+++ Kaynak Metin +++

Öğretmenlik yapısı gereği farklı disiplinlerle etkileşime, meslektaş dayanışmasına, yenilikçi düşünmeye ve yaratıcılığa çok açık olsa da buna zemin yaratacak bir ortamın varlığı son derece sınırlı. Buraya herkesin bildiğini tahmin ettiğim bir dizi saik sıralayabilirim. Eğitim materyallerinin yetersiz olduğunu, en hakim oldukları alanların, başta sınıfların, onların dışındaki iradeyle çokça kez biçimlendirildiğini, seminer ve benzeri isimlerle onlara sunulan gelişim alanlarının ve eğitimlerin son derece yetersiz olduğunu bir çırpıda sayabiliriz. Bunun peşine, mevcut sistem içerisinde öğretmenlerin mesleklerini anlamlı, canlı, dinamik ve yaratıcı, daha da önemlisi değer duygusuyla sürdürebileceği kanalların son derece kapalı olduğunu da ekleyebiliriz sanırım. Tepeden inmeci bir yöntemle, öğretmen adına alınan her karar ve öğretmenlerin ihtiyaçlarının ne olduğunu tayin eden her tavır sadece manasız bir eylemin içinde olmakla değil, aynı zamanda mesleğin dertlerinin büyümesine hizmet eden bir vaziyet içinde kalıyor. Nitekim öğretmenler, meslekleri ve eğitim ekosistemi ile alakalı sorunları onların yerine belirleyen kimselere değil, masaya ve karar süreçlerine onları da dahil edecek bir çabaya ihtiyaç duyuyorlar. Bunu mümkün kılacak aktörler olarak akademiyi, uzmanları, farklı branş ve kademelerden meslektaşları, sivil toplumu, kamu kurum ve kuruluşlarını kastediyorum, ancak bunun müşterek ilişkiyi gerekli kıldığını savunarak.

+++

▶ [Görev Yönergesi]:
Kaynak metne dayanarak aşağıdaki soruları yanıtlayın.
1. Kaynak metne göre öğretmenlik, yapısı gereği hangi şeylere çok açıktır?
2. Öğretmenlere sunulan gelişim alanları ve eğitimler hangi isimlerle sunulmaktadır?
3. Kaynak metin, öğretmenleri masaya ve karar süreçlerine dahil etmeyi mümkün kılacak aktörler olarak kimleri sayar?

+++ Veri Kayıtları +++

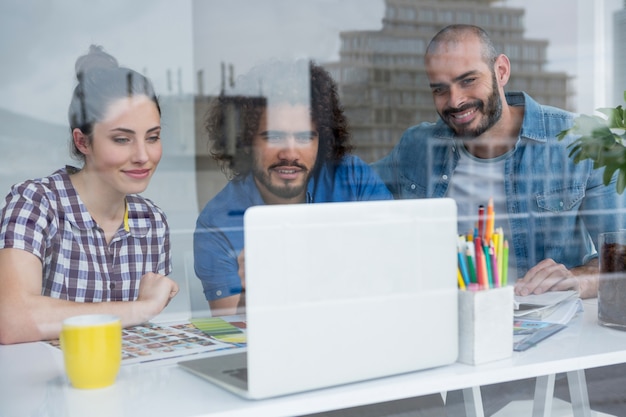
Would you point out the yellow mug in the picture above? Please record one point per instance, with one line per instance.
(92, 349)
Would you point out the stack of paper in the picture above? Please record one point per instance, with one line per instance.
(552, 306)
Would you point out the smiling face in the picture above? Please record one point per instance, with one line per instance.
(465, 90)
(125, 147)
(284, 153)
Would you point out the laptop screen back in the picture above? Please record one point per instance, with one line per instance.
(342, 292)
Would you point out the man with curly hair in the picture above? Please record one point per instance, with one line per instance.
(282, 138)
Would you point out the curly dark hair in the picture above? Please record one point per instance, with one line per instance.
(233, 119)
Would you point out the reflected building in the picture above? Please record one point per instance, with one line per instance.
(619, 56)
(381, 75)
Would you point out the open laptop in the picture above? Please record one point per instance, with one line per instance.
(343, 292)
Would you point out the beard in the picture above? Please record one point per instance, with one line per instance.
(281, 189)
(491, 110)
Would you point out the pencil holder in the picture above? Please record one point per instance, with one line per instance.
(485, 325)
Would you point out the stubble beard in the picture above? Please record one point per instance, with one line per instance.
(492, 111)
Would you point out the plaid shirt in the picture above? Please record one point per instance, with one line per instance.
(47, 218)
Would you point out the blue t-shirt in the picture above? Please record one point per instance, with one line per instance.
(218, 238)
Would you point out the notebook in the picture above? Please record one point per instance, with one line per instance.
(343, 292)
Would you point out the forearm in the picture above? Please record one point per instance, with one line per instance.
(588, 278)
(37, 318)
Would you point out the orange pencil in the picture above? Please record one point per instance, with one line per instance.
(481, 221)
(481, 265)
(490, 221)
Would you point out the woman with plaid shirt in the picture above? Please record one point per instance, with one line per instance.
(82, 241)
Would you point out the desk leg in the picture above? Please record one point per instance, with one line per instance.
(578, 393)
(544, 392)
(473, 402)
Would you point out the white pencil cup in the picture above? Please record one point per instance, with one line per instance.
(485, 325)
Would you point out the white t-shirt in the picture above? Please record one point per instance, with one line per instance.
(474, 181)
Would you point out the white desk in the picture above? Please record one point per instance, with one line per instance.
(32, 381)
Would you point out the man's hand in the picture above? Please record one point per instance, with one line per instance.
(548, 275)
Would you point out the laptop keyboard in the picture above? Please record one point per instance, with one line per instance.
(240, 373)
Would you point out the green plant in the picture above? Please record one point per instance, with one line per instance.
(603, 140)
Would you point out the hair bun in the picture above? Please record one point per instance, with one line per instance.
(96, 58)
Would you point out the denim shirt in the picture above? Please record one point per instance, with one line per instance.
(218, 237)
(556, 208)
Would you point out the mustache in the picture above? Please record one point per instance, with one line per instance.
(291, 164)
(479, 104)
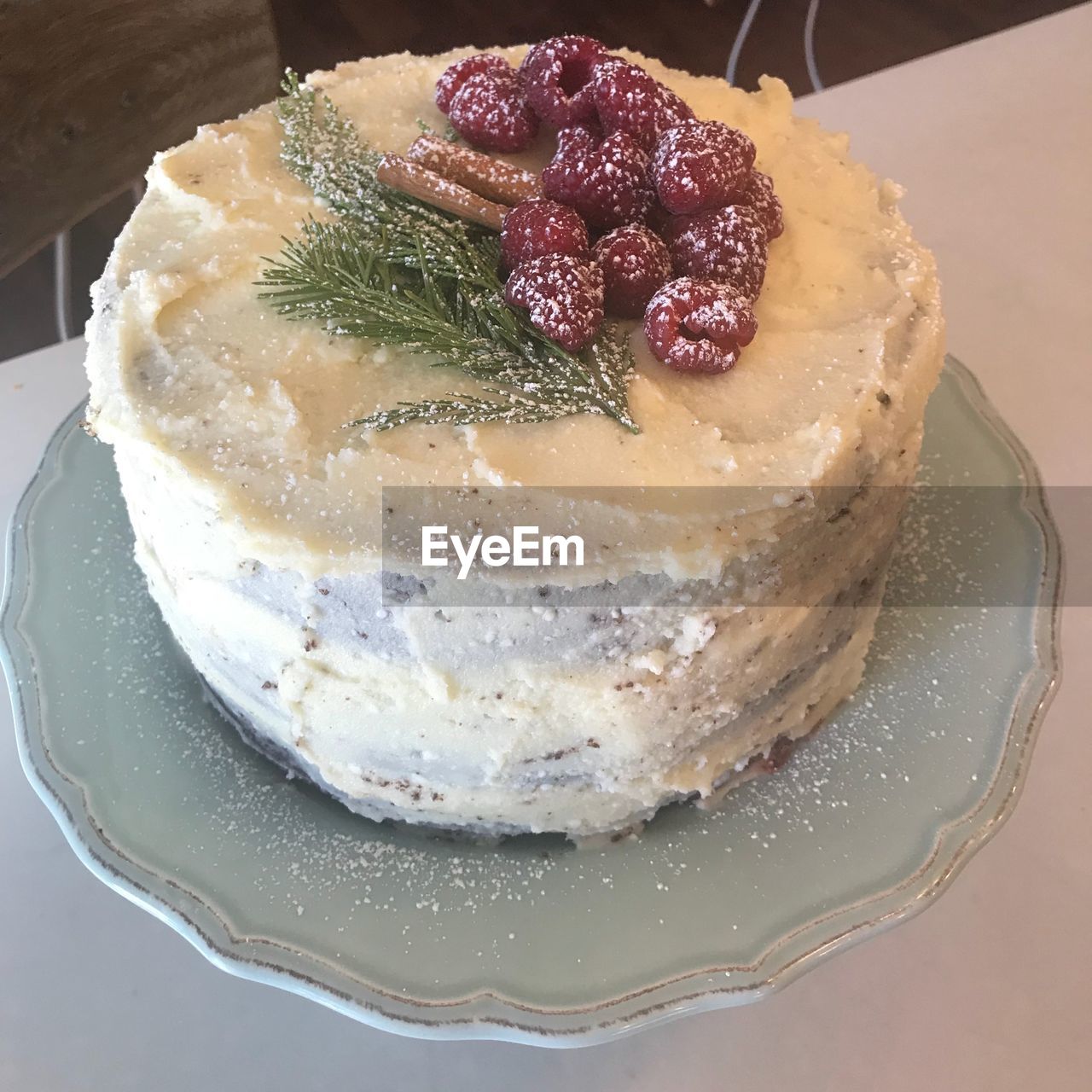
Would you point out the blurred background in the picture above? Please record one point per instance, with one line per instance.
(92, 89)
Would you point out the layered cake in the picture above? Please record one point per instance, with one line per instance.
(703, 341)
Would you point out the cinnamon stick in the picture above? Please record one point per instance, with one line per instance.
(438, 191)
(490, 178)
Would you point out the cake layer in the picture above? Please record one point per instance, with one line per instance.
(696, 636)
(248, 406)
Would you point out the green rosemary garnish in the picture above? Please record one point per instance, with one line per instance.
(398, 272)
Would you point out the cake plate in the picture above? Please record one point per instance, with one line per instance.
(533, 940)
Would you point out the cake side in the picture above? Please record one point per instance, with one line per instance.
(258, 518)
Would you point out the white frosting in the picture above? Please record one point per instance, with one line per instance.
(258, 515)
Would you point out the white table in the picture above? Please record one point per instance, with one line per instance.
(990, 989)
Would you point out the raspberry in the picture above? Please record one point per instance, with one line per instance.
(455, 77)
(722, 245)
(557, 73)
(698, 326)
(628, 100)
(635, 264)
(759, 197)
(562, 176)
(492, 113)
(607, 183)
(537, 227)
(701, 165)
(564, 296)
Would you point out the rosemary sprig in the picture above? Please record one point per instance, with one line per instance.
(398, 272)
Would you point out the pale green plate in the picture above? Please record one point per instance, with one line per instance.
(537, 942)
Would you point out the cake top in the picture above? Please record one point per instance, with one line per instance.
(184, 356)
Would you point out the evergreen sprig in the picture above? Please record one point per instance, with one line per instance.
(398, 272)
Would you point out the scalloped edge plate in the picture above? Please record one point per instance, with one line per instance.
(488, 1014)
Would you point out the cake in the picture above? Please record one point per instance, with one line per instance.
(737, 535)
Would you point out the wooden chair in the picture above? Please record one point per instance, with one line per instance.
(90, 90)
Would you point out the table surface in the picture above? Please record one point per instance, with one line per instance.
(990, 989)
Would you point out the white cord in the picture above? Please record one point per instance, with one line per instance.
(737, 46)
(62, 289)
(810, 45)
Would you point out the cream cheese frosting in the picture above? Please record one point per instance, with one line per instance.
(259, 518)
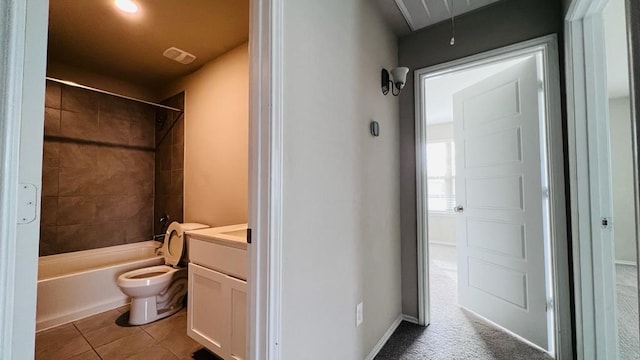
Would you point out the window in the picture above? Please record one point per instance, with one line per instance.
(441, 176)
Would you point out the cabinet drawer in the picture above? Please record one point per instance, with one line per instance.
(225, 259)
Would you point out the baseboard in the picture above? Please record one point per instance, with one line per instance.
(442, 243)
(80, 314)
(411, 319)
(623, 262)
(376, 349)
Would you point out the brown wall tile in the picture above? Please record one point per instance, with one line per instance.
(52, 95)
(50, 181)
(111, 207)
(112, 182)
(142, 133)
(79, 156)
(49, 211)
(113, 130)
(79, 100)
(77, 181)
(48, 240)
(76, 210)
(98, 185)
(177, 156)
(51, 154)
(139, 230)
(177, 183)
(51, 121)
(177, 133)
(77, 125)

+++

▶ [Tam Yanıt]:
1. Öğretmenlik, yapısı gereği farklı disiplinlerle etkileşime, meslektaş dayanışmasına, yenilikçi düşünmeye ve yaratıcılığa çok açıktır.
2. Bu gelişim alanları ve eğitimler seminer ve benzeri isimlerle sunulmaktadır.
3. Kaynak metin bu aktörler olarak akademiyi, uzmanları, farklı branş ve kademelerden meslektaşları, sivil toplumu, kamu kurum ve kuruluşlarını sayar.